**TASK DESCRIPTION**
Copy every one of the records below word for word, leaving out the pictures.

**DATA FOR THIS TASK**
'''

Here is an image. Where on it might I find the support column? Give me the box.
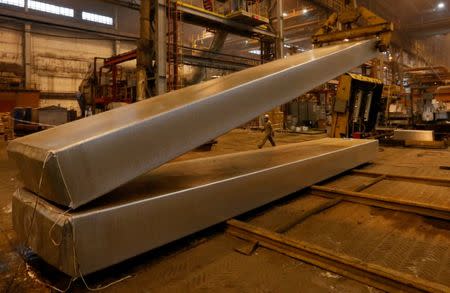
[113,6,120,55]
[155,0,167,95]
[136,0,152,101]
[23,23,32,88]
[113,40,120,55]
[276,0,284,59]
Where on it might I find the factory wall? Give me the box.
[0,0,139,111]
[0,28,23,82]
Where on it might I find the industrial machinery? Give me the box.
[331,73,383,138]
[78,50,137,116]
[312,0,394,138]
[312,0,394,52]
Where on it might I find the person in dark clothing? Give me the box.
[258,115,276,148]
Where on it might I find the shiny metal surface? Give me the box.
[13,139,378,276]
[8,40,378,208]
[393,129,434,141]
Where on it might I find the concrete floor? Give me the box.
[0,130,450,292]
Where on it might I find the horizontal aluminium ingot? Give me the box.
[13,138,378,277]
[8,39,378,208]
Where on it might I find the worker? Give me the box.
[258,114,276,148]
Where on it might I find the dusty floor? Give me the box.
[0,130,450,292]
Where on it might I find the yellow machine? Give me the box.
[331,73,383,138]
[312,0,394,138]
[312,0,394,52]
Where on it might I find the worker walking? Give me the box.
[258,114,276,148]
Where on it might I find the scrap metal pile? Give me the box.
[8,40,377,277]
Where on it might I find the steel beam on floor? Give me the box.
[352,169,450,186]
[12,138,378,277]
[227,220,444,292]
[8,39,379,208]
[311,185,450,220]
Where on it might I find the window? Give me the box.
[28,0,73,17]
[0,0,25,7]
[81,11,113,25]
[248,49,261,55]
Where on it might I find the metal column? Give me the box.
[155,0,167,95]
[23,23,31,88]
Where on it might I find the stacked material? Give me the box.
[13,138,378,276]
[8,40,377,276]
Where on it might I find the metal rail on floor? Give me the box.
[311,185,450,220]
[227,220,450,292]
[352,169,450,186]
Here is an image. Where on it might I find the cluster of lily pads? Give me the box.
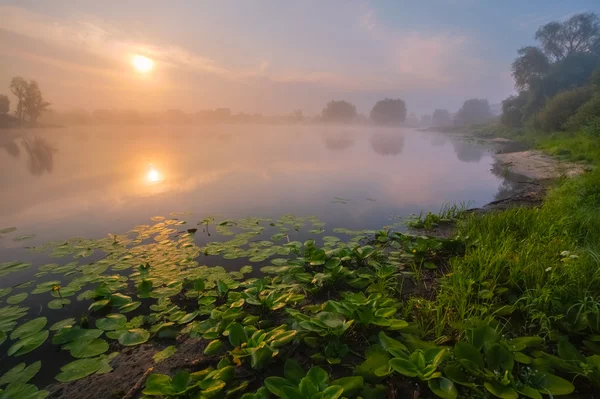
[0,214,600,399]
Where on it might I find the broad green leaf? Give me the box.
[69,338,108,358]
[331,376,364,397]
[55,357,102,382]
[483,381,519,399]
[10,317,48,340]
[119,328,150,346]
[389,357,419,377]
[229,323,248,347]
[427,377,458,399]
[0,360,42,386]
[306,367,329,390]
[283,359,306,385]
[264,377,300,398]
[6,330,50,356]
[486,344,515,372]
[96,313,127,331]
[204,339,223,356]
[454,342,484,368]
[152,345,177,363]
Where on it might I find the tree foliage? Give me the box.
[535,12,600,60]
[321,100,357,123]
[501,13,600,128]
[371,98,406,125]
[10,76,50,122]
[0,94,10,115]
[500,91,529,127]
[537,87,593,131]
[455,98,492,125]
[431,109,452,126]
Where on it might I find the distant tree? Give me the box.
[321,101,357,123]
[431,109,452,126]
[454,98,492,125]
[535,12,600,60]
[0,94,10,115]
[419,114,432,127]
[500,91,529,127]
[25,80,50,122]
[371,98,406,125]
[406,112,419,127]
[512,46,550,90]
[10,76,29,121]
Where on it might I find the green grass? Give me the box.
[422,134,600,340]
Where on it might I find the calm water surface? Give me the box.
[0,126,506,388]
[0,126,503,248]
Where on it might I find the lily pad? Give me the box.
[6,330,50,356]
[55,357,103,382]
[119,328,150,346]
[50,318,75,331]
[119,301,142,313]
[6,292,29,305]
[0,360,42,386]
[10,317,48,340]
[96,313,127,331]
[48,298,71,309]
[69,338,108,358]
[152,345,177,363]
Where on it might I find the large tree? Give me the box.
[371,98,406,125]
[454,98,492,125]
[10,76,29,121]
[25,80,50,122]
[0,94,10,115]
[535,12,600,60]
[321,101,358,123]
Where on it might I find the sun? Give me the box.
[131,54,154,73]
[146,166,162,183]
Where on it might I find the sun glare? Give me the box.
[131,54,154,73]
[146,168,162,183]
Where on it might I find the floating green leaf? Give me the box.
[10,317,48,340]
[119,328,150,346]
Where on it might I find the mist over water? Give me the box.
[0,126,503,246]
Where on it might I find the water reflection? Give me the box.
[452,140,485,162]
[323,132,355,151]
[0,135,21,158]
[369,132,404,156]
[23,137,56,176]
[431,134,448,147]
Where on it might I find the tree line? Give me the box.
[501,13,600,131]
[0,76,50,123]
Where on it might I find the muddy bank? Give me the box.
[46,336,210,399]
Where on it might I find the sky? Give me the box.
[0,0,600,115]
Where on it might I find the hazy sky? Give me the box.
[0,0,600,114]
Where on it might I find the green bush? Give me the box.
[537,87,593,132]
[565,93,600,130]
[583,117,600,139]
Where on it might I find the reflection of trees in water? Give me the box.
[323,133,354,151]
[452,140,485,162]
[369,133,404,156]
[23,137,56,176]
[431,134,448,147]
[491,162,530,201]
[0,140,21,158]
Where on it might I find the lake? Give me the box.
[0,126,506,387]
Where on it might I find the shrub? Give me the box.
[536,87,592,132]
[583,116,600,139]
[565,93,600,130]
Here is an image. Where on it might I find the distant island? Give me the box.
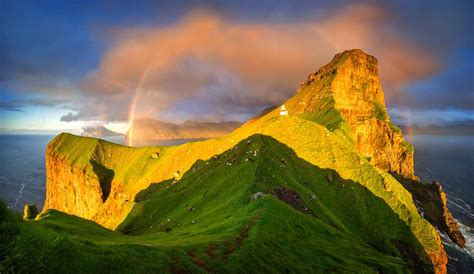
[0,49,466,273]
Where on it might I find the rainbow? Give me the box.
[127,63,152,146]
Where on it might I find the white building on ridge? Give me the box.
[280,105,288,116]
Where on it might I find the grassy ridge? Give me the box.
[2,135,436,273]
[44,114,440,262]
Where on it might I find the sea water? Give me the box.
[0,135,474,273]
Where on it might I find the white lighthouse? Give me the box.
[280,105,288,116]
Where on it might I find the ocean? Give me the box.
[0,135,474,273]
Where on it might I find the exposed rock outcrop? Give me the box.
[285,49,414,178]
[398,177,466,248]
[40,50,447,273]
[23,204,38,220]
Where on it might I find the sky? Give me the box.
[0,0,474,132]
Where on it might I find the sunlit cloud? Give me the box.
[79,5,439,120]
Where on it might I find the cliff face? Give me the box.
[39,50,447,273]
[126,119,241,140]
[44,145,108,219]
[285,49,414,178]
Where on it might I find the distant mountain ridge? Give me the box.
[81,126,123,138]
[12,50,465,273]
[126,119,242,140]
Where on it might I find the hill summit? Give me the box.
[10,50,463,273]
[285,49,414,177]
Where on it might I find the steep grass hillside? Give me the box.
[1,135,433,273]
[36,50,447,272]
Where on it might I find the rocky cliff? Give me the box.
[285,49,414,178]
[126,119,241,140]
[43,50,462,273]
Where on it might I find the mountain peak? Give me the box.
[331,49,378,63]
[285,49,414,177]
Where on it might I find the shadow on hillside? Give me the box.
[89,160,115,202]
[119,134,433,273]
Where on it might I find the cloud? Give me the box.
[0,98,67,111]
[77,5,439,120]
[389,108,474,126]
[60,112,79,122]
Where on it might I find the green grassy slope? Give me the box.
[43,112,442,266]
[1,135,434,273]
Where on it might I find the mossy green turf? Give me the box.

'''

**SOLUTION TO THIS TASK**
Here is an image. Where on it might I find the support column? Give me the box.
[113,6,120,55]
[155,0,167,95]
[136,0,152,101]
[23,23,32,88]
[113,40,120,55]
[276,0,284,59]
Where on it might I find the factory wall? Give me the box.
[0,0,139,111]
[0,28,23,82]
Where on it might I find the industrial machinery? Give me the box.
[331,73,383,138]
[78,50,137,116]
[312,0,394,138]
[312,0,394,52]
Where on it might I find the person in dark clothing? Give me the box.
[258,115,276,148]
Where on it might I find the shiny metal surface? Give me the box.
[13,139,378,276]
[8,40,378,208]
[393,129,434,141]
Where on it might I find the concrete floor? Give me the box.
[0,130,450,292]
Where on it might I find the horizontal aluminium ingot? Give me the box.
[13,138,378,277]
[8,39,378,208]
Where on it might I find the worker? Give me the box.
[258,114,276,148]
Where on it might I find the dusty floor? Give me the box.
[0,130,450,292]
Where on it might I find the yellow machine? Give me the box.
[331,73,383,138]
[312,0,394,138]
[312,0,394,52]
Where on it might I find the worker walking? Give me the box.
[258,114,276,148]
Where on it might I find the scrap metal pile? Give me the box.
[8,40,377,277]
Where on it might I find the steel beam on floor? Give me the box.
[352,169,450,186]
[12,138,378,277]
[227,220,444,292]
[8,39,379,208]
[311,185,450,220]
Where on it might I find the window? Give me the box.
[28,0,73,17]
[0,0,25,7]
[81,11,113,25]
[248,49,261,55]
Where on it might I find the metal column? Give me the box.
[155,0,167,95]
[23,23,31,88]
Where on it might I find the stacked material? Give me the box.
[13,138,378,276]
[8,40,377,276]
Where on it might I find the metal rail on floor? Give me the box.
[311,185,450,220]
[227,220,450,292]
[352,169,450,186]
Here is an image. Where on it might I find the cluster of lily pads? Give me the box.
[0,214,600,399]
Where on it might I find the broad green leaf? Give me the box.
[69,338,108,358]
[331,376,364,397]
[55,357,102,382]
[483,381,519,399]
[10,317,48,340]
[119,328,150,346]
[389,357,419,377]
[229,323,248,347]
[427,377,458,399]
[0,360,42,386]
[306,367,329,390]
[283,359,306,385]
[264,377,300,398]
[6,330,50,356]
[486,344,515,372]
[96,313,127,331]
[204,339,223,356]
[454,342,484,368]
[152,345,177,363]
Where on it might I find the tree foliage? Give me the box.
[535,12,600,60]
[321,100,357,123]
[501,13,600,128]
[371,98,406,125]
[10,76,50,122]
[0,94,10,115]
[500,91,529,127]
[537,87,593,131]
[455,98,492,125]
[431,109,452,126]
Where on it might I find the distant tree? Give me the box.
[321,101,357,123]
[431,109,452,126]
[454,98,492,125]
[535,12,600,60]
[0,94,10,115]
[419,114,432,127]
[500,91,529,127]
[25,80,50,122]
[371,98,406,125]
[406,112,419,127]
[512,46,550,90]
[10,76,29,121]
Where on it might I find the green grass? Give me the box.
[422,134,600,340]
Where on it might I find the calm water surface? Give me the box.
[0,126,506,388]
[0,126,503,248]
Where on it might I find the lily pad? Give me the box.
[6,330,50,356]
[55,357,103,382]
[119,328,150,346]
[50,318,75,331]
[119,301,142,313]
[6,292,29,305]
[0,360,42,386]
[10,317,48,340]
[96,313,127,331]
[48,298,71,309]
[69,338,108,358]
[152,345,177,363]
Where on it might I find the large tree? Give me the box.
[371,98,406,125]
[454,98,492,125]
[10,76,29,121]
[25,80,50,122]
[0,94,10,115]
[535,12,600,60]
[321,101,358,123]
Where on it might I find the sun? Give me the box.
[131,54,154,73]
[146,166,162,183]
Where on it might I find the sun glare? Give me the box.
[131,54,154,73]
[146,168,162,183]
Where on it might I find the floating green leaf? Give me the box.
[10,317,48,340]
[119,328,150,346]
Where on it might I find the mist over water? Give me the box.
[0,126,503,246]
Where on it might I find the water reflection? Give me the box.
[452,140,485,162]
[323,132,355,151]
[0,135,21,158]
[369,132,404,156]
[23,137,56,176]
[431,134,448,147]
Where on it might I find the tree line? Give me the box.
[501,13,600,131]
[0,76,50,123]
Where on it might I find the muddy bank? Give me the box.
[46,336,210,399]
Where on it might I find the sky? Give me the box.
[0,0,600,115]
Where on it might I find the hazy sky? Give me the box.
[0,0,600,114]
Where on it might I find the green bush? Give me the box.
[537,87,593,132]
[565,93,600,130]
[583,117,600,139]
Where on it might I find the reflection of trees in water? Give me the box.
[323,133,354,151]
[452,140,485,162]
[369,133,404,156]
[23,137,56,176]
[431,134,448,147]
[491,162,530,201]
[0,140,21,158]
Where on it might I find the lake? Give me the box.
[0,126,506,387]
Where on it might I find the shrub? Give me the box.
[536,87,592,132]
[583,116,600,139]
[565,93,600,130]
Here is an image. Where on it might I find the distant island? Give me the box.
[0,49,466,273]
Where on it might I find the rainbow? Give me the box.
[127,63,152,146]
Where on it might I find the white building on ridge? Give me the box.
[280,105,288,116]
Where on it might I find the grassy ridge? Give me the box.
[2,135,436,273]
[44,114,440,262]
Where on it might I find the sea water? Give me the box.
[0,135,474,273]
Where on it might I find the white lighthouse? Give me the box.
[280,105,288,116]
Where on it might I find the ocean? Give me the box.
[0,135,474,273]
Where on it might I find the exposed rock outcrop? Give me the box.
[285,49,414,178]
[398,177,466,248]
[40,50,447,273]
[23,204,38,220]
Where on it might I find the sky? Give me the box.
[0,0,474,132]
Where on it might I find the sunlit cloud? Give me the box.
[79,5,439,120]
Where on it might I find the cliff face? Give me the box.
[39,50,447,273]
[126,119,241,140]
[44,145,108,219]
[285,49,414,178]
Where on it might I find the distant mountain ridge? Give me the box.
[81,126,123,138]
[12,50,465,273]
[126,119,242,140]
Where on it might I find the hill summit? Give me the box.
[10,50,463,273]
[285,49,414,177]
Where on it might I find the steep grass hillside? Give me the box.
[1,135,433,273]
[36,50,447,272]
Where on it might I find the rocky cliff? Give me the box.
[285,49,414,178]
[126,119,241,140]
[43,50,462,273]
Where on it might I find the mountain peak? Give me the box.
[331,49,378,63]
[285,49,414,177]
Where on it might I find the shadow on hillside? Give me the box.
[89,160,115,202]
[119,134,433,273]
Where on it might I find the cloud? Give me the box.
[0,98,67,111]
[77,5,439,120]
[389,108,474,126]
[60,112,79,122]
Where on it might I find the green grassy slope? Give me the box.
[43,112,442,266]
[1,135,434,273]
Where on it might I find the mossy green turf? Give me the box.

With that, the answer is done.